◆ SELECTED EXTRACT ◆
++++++++++

About 200 miles north, in Virginia, are the eager buyers of that electric gold: the mega-technology companies, like Amazon, Microsoft, and Google, that operate giant data centers essential to our daily lives, whether we’re ordering on Prime or backing up family photos. Under pressure from customers, employees, and shareholders—and, arguably, out of their own eagerness to reduce emissions—they have been increasingly determined to run these data centers on renewable energy. Once the Harkraders had secured the new solar farm’s preliminary permits and permissions—making a plan to accommodate local deer and joining the crowded “interconnection queue” to plug into the grid—they leased the land to Engie, a French energy giant that builds and operates more than 4,500 megawatts of solar power around the world. And then, before the panels had even arrived on site for installation, Engie in turn struck a deal to sell all the site’s power to a single company: Amazon.

That financial and legal arrangement, known as a PPA (power purchase agreement), has been a crucial force in the U.S.’s transition to clean energy. Of the approximately 235 gigawatts of wind and solar capacity now installed on the nation’s grid, nearly one quarter (more than 52 gigawatts) has been contracted by corporations, mostly over the past decade. That vigorous—and notably voluntary—corporate action has boosted a web of wind and solar manufacturers, developers, and operators. It has made renewables cost-competitive and helped grid operators learn to manage systems with more variability.

++++++++++

◆ SOURCE DATA ◆
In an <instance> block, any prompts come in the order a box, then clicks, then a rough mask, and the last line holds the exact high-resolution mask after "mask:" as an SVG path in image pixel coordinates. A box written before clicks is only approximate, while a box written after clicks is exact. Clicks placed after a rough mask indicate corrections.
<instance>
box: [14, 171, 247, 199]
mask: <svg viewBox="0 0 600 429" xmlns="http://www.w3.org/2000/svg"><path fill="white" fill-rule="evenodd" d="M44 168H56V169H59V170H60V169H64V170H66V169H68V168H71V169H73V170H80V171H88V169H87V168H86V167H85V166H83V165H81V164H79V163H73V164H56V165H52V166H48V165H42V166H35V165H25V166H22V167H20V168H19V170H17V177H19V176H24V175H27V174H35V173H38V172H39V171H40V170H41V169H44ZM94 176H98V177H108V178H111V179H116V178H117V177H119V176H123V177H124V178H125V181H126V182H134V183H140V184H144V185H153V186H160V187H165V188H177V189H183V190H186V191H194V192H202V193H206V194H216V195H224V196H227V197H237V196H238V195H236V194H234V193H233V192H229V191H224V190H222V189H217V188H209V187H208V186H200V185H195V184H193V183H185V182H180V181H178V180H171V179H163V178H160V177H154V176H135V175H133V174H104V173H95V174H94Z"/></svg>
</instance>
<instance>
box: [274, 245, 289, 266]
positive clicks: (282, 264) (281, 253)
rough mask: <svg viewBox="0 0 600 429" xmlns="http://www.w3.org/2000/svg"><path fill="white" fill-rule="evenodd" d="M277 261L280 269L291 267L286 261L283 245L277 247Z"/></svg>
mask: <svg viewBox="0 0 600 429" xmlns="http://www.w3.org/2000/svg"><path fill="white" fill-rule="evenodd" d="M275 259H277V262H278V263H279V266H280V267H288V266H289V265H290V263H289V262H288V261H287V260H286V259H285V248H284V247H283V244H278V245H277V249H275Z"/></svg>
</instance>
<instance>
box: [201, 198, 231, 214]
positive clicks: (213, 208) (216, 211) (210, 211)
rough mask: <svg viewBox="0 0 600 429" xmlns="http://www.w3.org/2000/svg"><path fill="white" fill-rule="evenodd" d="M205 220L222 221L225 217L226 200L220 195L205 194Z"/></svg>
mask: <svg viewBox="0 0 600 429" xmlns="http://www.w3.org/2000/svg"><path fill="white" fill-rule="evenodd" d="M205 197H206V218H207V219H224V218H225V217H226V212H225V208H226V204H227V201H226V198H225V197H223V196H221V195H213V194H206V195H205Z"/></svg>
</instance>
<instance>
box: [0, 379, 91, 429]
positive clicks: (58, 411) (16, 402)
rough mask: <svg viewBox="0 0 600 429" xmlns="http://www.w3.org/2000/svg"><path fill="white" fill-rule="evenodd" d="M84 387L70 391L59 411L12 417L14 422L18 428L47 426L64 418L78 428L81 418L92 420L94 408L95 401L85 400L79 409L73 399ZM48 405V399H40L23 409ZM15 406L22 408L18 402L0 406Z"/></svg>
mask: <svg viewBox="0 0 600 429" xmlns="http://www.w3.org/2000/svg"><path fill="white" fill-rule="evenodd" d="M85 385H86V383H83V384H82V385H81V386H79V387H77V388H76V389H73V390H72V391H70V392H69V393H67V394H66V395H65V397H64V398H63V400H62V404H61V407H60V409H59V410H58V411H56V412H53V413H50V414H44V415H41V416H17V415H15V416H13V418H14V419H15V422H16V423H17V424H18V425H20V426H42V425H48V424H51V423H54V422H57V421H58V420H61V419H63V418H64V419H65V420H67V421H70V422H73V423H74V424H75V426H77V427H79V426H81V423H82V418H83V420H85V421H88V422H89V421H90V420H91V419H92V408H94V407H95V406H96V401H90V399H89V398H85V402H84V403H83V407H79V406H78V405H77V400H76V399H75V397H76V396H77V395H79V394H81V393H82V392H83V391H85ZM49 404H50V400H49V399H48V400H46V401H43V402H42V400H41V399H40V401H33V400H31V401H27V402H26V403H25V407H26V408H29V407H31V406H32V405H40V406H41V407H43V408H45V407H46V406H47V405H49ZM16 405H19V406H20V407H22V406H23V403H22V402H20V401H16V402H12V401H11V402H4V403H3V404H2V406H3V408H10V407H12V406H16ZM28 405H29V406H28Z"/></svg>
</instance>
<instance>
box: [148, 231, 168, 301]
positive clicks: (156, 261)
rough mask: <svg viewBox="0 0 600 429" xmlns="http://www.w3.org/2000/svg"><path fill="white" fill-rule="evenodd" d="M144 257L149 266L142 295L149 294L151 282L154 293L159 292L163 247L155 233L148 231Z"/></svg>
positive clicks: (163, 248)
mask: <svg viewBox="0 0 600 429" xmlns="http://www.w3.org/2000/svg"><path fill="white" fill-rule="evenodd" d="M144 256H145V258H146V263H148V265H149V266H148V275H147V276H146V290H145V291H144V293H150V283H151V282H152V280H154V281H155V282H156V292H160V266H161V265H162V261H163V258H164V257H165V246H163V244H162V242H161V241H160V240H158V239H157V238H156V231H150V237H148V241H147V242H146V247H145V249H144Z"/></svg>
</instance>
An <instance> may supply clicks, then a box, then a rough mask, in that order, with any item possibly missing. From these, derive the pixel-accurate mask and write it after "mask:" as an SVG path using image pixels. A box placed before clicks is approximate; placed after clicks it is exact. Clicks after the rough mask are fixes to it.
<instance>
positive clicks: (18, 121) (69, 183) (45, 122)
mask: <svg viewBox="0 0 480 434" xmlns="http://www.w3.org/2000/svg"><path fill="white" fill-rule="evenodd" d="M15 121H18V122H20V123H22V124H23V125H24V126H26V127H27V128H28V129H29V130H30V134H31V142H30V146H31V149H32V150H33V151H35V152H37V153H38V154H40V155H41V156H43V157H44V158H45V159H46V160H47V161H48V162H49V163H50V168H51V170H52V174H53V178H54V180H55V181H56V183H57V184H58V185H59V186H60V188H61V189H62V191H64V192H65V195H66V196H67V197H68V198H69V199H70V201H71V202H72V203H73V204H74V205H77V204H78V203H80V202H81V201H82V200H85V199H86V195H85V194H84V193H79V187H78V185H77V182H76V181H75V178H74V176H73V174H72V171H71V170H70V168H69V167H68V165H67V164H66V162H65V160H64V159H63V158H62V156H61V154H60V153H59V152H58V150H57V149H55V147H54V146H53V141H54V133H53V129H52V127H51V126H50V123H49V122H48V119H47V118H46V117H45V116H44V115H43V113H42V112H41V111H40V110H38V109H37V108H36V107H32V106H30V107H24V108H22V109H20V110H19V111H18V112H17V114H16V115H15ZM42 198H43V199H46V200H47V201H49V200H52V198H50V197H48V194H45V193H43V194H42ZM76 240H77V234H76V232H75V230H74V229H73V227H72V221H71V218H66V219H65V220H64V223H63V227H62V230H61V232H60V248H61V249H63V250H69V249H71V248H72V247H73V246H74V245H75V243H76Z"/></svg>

++++++++++

◆ PROMPT ◆
List every company the extract about solar power and data centers mentions by name. The records that come after the text are separate material and have nothing to do with it.

◆ EXERCISE RESULT ◆
Amazon, Microsoft, Google, Engie